▸ **EXERCISE INSTRUCTIONS**
Show each line of the material below that contains the word "wheel". Matching is case-sensitive.

▸ **DATA FOR THE TASK**
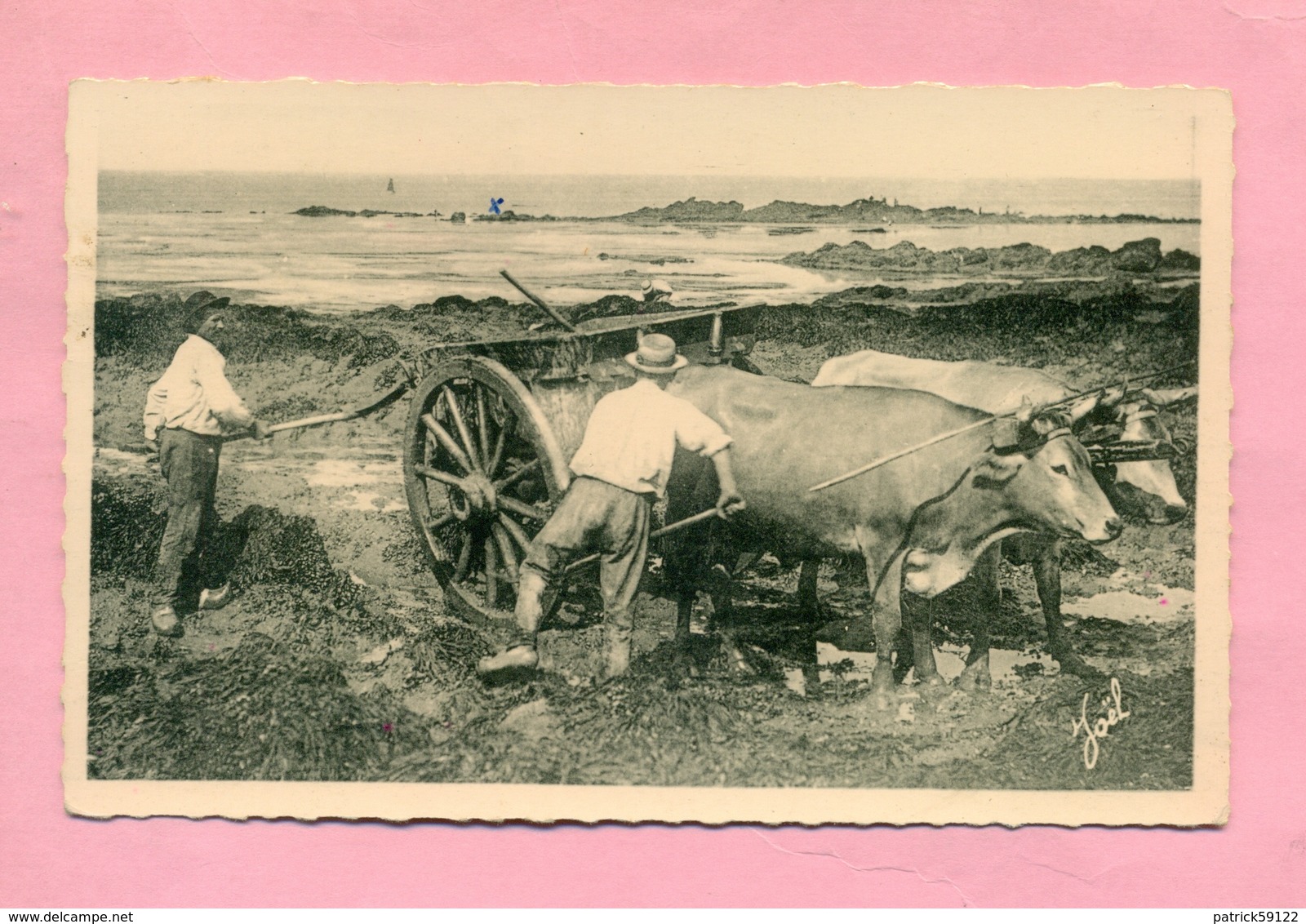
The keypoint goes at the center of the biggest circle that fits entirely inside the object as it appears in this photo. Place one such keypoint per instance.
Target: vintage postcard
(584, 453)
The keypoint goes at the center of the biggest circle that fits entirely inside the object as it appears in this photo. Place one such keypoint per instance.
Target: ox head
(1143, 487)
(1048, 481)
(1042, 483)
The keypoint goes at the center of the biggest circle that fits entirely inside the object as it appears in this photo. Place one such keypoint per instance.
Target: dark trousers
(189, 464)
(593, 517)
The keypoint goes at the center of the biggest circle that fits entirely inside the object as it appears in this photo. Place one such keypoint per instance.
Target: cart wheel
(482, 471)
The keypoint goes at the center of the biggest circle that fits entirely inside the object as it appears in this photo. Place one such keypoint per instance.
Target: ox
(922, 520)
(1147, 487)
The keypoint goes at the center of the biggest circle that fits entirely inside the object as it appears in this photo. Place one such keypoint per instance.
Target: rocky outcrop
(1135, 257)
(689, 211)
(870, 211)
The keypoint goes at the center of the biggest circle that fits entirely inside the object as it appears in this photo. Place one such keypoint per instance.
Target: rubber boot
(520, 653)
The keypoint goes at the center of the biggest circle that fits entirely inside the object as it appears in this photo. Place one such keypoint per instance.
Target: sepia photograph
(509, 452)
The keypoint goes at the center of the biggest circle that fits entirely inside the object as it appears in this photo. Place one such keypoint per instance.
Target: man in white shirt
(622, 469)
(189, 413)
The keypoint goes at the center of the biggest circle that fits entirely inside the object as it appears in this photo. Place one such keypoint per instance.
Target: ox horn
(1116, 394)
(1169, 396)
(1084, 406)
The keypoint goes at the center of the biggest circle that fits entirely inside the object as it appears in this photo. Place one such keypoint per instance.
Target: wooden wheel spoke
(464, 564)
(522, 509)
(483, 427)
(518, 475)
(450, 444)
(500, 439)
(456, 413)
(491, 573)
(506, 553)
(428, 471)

--

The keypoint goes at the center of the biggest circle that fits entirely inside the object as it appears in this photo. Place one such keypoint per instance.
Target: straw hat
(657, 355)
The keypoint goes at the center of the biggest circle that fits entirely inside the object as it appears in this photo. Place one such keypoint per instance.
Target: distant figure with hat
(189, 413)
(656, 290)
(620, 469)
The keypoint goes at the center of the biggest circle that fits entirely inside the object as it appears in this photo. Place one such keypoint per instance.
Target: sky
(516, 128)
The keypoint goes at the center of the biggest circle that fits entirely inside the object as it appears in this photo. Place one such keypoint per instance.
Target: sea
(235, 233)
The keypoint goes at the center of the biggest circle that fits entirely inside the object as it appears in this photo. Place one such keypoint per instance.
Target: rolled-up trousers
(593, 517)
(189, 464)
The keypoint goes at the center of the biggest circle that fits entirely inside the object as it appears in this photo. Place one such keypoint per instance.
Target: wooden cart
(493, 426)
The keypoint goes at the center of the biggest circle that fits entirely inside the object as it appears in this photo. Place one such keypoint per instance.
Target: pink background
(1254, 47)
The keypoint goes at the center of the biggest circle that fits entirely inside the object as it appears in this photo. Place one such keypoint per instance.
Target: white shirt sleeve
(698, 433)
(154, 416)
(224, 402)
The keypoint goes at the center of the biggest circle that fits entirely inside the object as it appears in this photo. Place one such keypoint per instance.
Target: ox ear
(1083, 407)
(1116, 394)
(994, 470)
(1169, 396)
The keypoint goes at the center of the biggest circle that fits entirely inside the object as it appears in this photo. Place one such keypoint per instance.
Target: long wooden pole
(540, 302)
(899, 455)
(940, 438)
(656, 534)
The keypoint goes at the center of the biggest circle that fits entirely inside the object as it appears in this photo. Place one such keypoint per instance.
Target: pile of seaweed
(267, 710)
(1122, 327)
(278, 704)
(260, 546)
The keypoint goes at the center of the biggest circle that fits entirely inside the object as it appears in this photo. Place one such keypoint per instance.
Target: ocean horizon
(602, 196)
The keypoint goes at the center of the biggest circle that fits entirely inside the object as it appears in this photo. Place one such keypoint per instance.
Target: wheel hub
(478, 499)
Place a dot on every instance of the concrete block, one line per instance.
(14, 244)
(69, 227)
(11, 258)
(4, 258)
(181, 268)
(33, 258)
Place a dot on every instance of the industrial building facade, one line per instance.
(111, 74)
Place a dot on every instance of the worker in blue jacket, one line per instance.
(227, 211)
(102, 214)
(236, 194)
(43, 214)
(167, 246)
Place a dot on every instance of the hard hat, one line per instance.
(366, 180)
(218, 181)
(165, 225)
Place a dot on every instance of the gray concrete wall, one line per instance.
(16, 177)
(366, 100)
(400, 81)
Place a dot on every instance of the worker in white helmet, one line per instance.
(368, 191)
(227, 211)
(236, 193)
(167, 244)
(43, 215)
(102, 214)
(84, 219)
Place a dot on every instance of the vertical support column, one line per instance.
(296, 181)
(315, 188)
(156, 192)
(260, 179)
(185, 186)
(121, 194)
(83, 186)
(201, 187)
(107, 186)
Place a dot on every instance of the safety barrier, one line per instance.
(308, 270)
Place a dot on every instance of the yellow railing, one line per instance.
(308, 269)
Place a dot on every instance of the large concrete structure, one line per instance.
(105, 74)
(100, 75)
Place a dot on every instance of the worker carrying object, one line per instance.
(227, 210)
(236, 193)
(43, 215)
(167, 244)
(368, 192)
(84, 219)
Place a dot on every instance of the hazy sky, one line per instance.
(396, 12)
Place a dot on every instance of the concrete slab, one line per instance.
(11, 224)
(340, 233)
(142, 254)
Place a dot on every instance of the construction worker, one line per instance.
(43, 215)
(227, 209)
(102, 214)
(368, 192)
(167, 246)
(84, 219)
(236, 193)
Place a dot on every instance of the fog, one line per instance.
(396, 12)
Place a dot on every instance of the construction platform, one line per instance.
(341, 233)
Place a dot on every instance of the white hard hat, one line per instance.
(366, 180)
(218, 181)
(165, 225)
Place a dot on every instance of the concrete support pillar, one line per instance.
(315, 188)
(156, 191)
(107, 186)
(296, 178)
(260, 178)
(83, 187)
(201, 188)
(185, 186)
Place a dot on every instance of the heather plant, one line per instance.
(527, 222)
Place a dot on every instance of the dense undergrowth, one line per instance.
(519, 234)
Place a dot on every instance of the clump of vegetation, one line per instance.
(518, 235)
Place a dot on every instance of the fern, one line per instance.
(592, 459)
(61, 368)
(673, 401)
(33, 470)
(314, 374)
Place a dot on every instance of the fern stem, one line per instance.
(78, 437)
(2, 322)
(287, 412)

▸ **RESPONSE**
Target: cart wheel
Target: wooden wheel spoke
Target: wheel hub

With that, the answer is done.